> PAGE EXTRACT
When one is presented with massive hype for a particular soloist, I for one, am suspicious. Over-the- top complimentary thick glossy programmes were at hand showing gorgeous photos of the American boy wonder, pianist Thomas Nickell. His history and musical achievements (from birth?) were guaranteed to set my warning bells a-ringing.
Yes, the seventeen year old certainly has formidable pianistic technique, lots of firm finger work, much use of the sustaining pedal, but somewhat lacking in sensitivity for my hero J.S.Bach, however some exquisite piano accompaniments saved the day. Fortunately the ‘strings only’ orchestra for this fascinating programme did a fine job, encouraged throughout any idiosyncrasies by super-efficient conductor David Curtiss.
Britten’s Frank Bridge Variations teased the mind in a feast of imagination, including splendid unison violins with highlights of cello, viola and leader solos. A delicious lop-sided curious ‘waltz’, a jolly pizzicato tune – everything from gutsy fortissimos to breath-taking whispers. Beautifully performed.
David Matthews’ Piano Concerto 111 was the evening’s highlight. ‘Mozartian in conception’ this is music full of imagination - listen to the leader tossing solo fragments to principal cello, totally mind-teasing. Our young soloist had learnt much of the concerto from memory, so performed with vigour – but please take care not to blur all with too much enthusiastic pedalling especially when offsetting emphatic pizzicatos. Not a minuet, but a smiling tango of infectious rhythms lead to true blues with a faux Scottish drone turning to sweeping romanticism in the finale.
An accolade greeted the composer – smiles all round.

> SOURCE INFORMATION
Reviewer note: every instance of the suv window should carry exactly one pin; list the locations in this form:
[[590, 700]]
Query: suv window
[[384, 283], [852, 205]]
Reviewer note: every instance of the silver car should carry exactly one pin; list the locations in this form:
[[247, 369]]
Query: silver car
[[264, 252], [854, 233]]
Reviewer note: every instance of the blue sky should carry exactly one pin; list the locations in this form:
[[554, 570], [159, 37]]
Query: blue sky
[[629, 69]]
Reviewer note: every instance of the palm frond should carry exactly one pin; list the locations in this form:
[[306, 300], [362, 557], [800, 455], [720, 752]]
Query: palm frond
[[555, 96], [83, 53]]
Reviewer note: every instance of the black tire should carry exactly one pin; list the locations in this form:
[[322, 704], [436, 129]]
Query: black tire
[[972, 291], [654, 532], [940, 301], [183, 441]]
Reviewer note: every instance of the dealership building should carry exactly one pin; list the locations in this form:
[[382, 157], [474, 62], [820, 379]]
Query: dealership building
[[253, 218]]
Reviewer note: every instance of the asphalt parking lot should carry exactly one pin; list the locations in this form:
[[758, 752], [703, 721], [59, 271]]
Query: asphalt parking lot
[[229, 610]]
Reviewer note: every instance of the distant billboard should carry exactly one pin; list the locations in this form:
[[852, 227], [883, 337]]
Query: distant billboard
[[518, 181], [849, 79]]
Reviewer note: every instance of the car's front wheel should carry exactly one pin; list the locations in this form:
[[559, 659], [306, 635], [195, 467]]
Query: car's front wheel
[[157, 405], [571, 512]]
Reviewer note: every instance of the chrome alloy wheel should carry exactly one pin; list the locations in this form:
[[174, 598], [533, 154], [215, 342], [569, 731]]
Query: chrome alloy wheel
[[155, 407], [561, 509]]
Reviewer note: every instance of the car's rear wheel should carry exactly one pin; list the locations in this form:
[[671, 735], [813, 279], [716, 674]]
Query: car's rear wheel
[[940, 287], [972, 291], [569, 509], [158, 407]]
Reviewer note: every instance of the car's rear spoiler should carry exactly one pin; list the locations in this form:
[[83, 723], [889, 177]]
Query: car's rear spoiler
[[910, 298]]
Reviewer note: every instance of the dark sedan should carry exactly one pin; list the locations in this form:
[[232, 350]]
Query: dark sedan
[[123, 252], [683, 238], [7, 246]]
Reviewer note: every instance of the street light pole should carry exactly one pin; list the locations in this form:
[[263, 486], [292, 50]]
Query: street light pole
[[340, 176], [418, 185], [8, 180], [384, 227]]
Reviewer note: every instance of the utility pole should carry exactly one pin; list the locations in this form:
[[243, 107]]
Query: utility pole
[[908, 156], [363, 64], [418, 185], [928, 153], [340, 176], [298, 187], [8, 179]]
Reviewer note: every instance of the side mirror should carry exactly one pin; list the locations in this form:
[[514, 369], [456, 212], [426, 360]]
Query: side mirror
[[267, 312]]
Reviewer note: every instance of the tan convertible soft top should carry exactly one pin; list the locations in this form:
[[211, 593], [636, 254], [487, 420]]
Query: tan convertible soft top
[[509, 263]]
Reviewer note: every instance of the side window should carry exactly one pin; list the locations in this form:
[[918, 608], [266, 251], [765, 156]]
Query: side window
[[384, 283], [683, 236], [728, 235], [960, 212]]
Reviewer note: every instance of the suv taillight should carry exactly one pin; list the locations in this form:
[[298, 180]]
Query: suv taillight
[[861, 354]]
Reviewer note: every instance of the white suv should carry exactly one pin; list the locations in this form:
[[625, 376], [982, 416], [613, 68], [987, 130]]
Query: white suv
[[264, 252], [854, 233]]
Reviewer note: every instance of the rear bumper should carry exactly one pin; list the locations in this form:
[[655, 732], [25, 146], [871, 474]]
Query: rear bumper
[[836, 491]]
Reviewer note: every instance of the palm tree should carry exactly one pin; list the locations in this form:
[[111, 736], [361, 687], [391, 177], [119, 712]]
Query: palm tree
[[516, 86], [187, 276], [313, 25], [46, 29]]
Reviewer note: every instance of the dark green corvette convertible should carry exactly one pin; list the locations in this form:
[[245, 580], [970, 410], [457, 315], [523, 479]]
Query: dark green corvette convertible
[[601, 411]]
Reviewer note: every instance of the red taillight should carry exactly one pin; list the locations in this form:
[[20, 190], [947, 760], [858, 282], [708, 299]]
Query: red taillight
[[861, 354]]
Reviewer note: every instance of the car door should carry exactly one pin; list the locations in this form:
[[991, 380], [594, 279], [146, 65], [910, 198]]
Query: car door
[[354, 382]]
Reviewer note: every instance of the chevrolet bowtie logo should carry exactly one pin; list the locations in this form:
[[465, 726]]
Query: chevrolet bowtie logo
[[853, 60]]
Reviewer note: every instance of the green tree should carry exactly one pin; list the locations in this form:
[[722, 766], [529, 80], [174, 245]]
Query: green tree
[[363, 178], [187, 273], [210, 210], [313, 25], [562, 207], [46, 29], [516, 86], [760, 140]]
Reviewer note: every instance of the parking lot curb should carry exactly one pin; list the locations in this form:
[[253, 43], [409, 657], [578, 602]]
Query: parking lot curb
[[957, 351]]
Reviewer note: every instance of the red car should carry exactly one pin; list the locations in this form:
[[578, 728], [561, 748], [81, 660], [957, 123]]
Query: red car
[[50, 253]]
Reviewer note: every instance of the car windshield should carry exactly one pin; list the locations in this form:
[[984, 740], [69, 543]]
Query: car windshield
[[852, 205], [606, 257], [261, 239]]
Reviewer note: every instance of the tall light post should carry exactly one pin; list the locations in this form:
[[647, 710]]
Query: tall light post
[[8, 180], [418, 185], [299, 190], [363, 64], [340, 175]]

> TASKS FOR THIS EXERCISE
a - Answer these questions from the concert review, one line each:
(i) What nationality does the review give for pianist Thomas Nickell?
(ii) Who conducted the orchestra?
(iii) Which work does the review call the evening's highlight?
b - In the concert review, start at the words "When one is" and stop after "conductor David Curtiss.". What does that stretch say? Echo it word for word.

> RESULTS IN ORDER
a -
(i) American
(ii) David Curtiss
(iii) David Matthews' Piano Concerto 111

b -
When one is presented with massive hype for a particular soloist, I for one, am suspicious. Over-the- top complimentary thick glossy programmes were at hand showing gorgeous photos of the American boy wonder, pianist Thomas Nickell. His history and musical achievements (from birth?) were guaranteed to set my warning bells a-ringing.
Yes, the seventeen year old certainly has formidable pianistic technique, lots of firm finger work, much use of the sustaining pedal, but somewhat lacking in sensitivity for my hero J.S.Bach, however some exquisite piano accompaniments saved the day. Fortunately the ‘strings only’ orchestra for this fascinating programme did a fine job, encouraged throughout any idiosyncrasies by super-efficient conductor David Curtiss.